● Extrait fourni:
Le 8 février 1910, je fus réveillé par ma gouvernante, qui m’apportait l’eau chaude et le courrier. Je tenais de l’héritage paternel ce qu’il me fallait pour occuper, au 45 de la rue Vaneau, un petit appartement agréable, ou qui du moins aurait pu l’être. Mais ma mère, avec son goût de changer les meubles de place, et dont la vie s’est passé à faire transporter les armoires d’une de ses maisons dans une autre, m’avait expédié de Gironde, à grands frais, des lits de fonte indémontables que six hommes n’arrivaient pas à soulever, une certaine table que, mes frères et moi, nous appelions “mille pattes” et qui, venue de Malagar à Paris, a bouclé la boucle et se trouve actuellement dans les Landes; enfin, une pendule et des candélabres pareils à ceux qu’on voit à la première image des Deux nigauds de la comtesse de Ségur, sur la cheminée au coin de laquelle M. et Mme Gargilier, en tisonnant, décident de céder à la bouderie de leurs enfants Innocent et Simplicie, et de les envoyer à Paris.

*

Les deux nigauds n’avaient pas désiré d’un plus grand désir de quitter leur province que le nigaud que j’étais alors de fuir son Bordeaux natal. Et sur ce point, après trente années, je me trouve aussi nigaud que devant; j’aurais pu me laisser convaincre par mon cher Barrès et ne pas me déraciner. Le frisson de ferreur rétrospective que j’en éprouve n’a rien d’offensant pour mes compatriotes. Que de belles destinées puissent se déployer en province, et surtout dans de grands ports comme celui où j’ai débarqué du néant, à l’aube d’un jour d’octobre de l’an 1885, ce n’est pas le frère du professeur Pierre Mauriac qui pourrait l’ignorer. Mais moi, j’étais d’une autre race d’esprit; je n’avais pas cours à Bordeaux; tous mes défauts m’y paraissaient irrémissibles, et ce par quoi je valais échappait aux regards.
Dès que je l’ai lu, j’ai été frappé par cette phrase de Rimbaud sur le forçat: “… Et lui seul pour témoin de sa gloire et de raison…” Oui, j’étais mon seul témoin. Personne ne me voyait tel que je croyais être. En famille, on m’appelait “l’Asperge” ou “Coco-bel-œil”. Quoique j’eusse des notes mirobolantes pour mes dissertations, j’avais redoublé ma classe de philosophie et fus refusé une fois à l’oral de licence lettres-histoire. L’idée que j’avais de mon génie ne m’épargnait donc point la terreur d’être un fruit sec.

● Travail à faire:
a - D'après l'extrait, où se trouvait le petit appartement occupé grâce à l'héritage paternel ?
b - Recopiez mot pour mot le passage de l'extrait qui s'ouvre sur les mots « Dès que je l’ai » et se clôt sur « un fruit sec. ».
Les items qui suivent forment un matériau distinct de l'extrait.

● Données extraites:
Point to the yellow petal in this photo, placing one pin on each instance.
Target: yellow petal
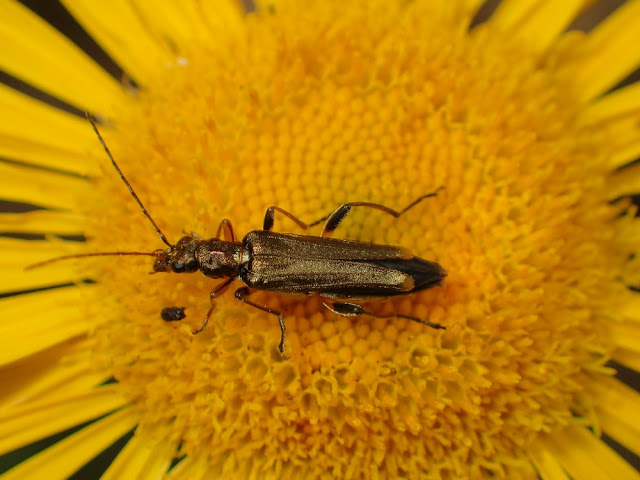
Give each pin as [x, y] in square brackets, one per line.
[118, 27]
[626, 335]
[623, 101]
[619, 405]
[611, 52]
[43, 374]
[26, 424]
[27, 42]
[191, 468]
[625, 182]
[40, 187]
[625, 431]
[68, 455]
[39, 134]
[46, 319]
[628, 358]
[143, 457]
[21, 253]
[537, 23]
[43, 221]
[546, 464]
[585, 456]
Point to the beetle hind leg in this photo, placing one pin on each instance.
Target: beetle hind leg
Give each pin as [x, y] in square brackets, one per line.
[353, 310]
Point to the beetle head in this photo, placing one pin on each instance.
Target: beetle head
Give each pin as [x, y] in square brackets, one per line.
[180, 258]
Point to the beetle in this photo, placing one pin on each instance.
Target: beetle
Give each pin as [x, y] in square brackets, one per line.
[341, 272]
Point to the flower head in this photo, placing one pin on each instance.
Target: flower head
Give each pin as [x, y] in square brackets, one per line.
[306, 107]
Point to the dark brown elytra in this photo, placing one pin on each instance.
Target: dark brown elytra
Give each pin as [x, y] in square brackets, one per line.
[341, 272]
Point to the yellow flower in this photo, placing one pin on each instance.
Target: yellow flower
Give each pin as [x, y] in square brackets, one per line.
[306, 105]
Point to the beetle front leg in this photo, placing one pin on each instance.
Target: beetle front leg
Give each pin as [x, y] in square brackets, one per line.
[244, 292]
[217, 290]
[352, 310]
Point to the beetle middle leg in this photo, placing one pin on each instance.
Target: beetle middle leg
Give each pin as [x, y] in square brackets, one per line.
[352, 310]
[217, 290]
[243, 293]
[226, 228]
[335, 218]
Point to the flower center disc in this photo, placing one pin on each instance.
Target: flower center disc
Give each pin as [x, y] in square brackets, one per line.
[306, 113]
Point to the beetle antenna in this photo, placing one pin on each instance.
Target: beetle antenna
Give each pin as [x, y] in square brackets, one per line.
[124, 179]
[80, 255]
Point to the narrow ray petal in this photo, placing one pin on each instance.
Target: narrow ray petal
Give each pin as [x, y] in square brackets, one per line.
[68, 455]
[119, 29]
[21, 253]
[39, 134]
[24, 383]
[625, 335]
[45, 319]
[143, 457]
[25, 424]
[69, 75]
[611, 52]
[191, 468]
[537, 22]
[625, 182]
[43, 221]
[627, 357]
[623, 430]
[41, 332]
[619, 406]
[40, 187]
[546, 464]
[35, 368]
[624, 101]
[586, 456]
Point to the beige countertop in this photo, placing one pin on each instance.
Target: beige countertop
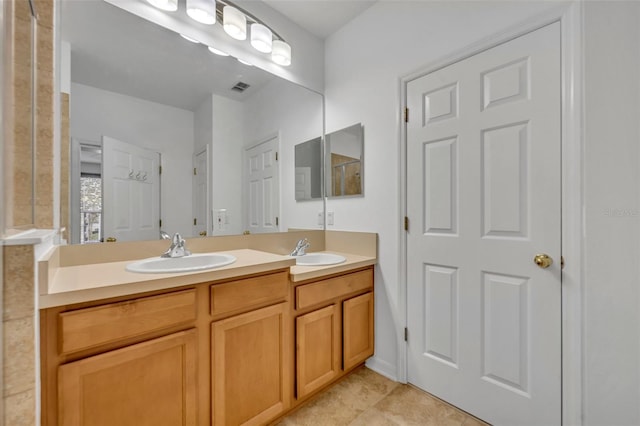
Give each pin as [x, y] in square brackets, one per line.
[82, 283]
[354, 261]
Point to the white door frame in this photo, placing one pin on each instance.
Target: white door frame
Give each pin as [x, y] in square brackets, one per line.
[208, 212]
[570, 18]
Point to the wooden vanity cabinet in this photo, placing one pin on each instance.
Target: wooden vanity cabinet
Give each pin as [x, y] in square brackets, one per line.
[334, 328]
[148, 384]
[249, 376]
[231, 352]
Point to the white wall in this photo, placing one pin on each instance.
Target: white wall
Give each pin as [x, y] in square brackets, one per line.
[295, 113]
[227, 139]
[362, 84]
[168, 130]
[363, 69]
[612, 214]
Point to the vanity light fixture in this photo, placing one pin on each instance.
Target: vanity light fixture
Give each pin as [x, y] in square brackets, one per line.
[234, 22]
[167, 5]
[192, 40]
[217, 51]
[281, 54]
[203, 11]
[261, 37]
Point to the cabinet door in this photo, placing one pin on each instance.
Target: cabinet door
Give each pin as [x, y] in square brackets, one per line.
[248, 367]
[357, 322]
[317, 349]
[148, 384]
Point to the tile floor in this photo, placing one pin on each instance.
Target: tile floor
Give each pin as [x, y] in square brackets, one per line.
[367, 398]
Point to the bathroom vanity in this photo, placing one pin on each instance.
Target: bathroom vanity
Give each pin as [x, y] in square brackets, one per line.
[242, 344]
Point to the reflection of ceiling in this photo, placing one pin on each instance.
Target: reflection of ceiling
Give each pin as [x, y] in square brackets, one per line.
[321, 17]
[116, 51]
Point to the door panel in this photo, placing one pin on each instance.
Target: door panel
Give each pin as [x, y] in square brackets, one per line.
[131, 191]
[483, 196]
[262, 187]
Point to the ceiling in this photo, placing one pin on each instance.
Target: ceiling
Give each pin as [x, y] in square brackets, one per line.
[321, 17]
[159, 66]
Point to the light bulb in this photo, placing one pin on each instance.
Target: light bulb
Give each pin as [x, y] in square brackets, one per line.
[261, 38]
[217, 51]
[192, 40]
[281, 53]
[235, 23]
[203, 11]
[168, 5]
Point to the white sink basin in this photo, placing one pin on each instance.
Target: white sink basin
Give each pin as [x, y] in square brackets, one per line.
[319, 259]
[194, 262]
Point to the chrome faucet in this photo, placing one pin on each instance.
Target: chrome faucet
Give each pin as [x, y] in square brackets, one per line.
[301, 246]
[177, 248]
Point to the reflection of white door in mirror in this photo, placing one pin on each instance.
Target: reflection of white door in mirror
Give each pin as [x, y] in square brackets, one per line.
[200, 193]
[303, 183]
[130, 191]
[262, 191]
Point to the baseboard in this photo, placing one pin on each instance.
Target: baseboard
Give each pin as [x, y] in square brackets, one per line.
[384, 368]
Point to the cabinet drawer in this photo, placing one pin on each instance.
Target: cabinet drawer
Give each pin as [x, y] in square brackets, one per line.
[322, 291]
[242, 295]
[90, 327]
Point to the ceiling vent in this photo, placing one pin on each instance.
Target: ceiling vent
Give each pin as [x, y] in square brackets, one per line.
[240, 87]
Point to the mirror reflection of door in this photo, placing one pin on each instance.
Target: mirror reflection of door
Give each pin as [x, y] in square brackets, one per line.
[344, 161]
[263, 189]
[131, 191]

● Réponses rédigées:
a - Au 45 de la rue Vaneau.

b -
Dès que je l’ai lu, j’ai été frappé par cette phrase de Rimbaud sur le forçat: “… Et lui seul pour témoin de sa gloire et de raison…” Oui, j’étais mon seul témoin. Personne ne me voyait tel que je croyais être. En famille, on m’appelait “l’Asperge” ou “Coco-bel-œil”. Quoique j’eusse des notes mirobolantes pour mes dissertations, j’avais redoublé ma classe de philosophie et fus refusé une fois à l’oral de licence lettres-histoire. L’idée que j’avais de mon génie ne m’épargnait donc point la terreur d’être un fruit sec.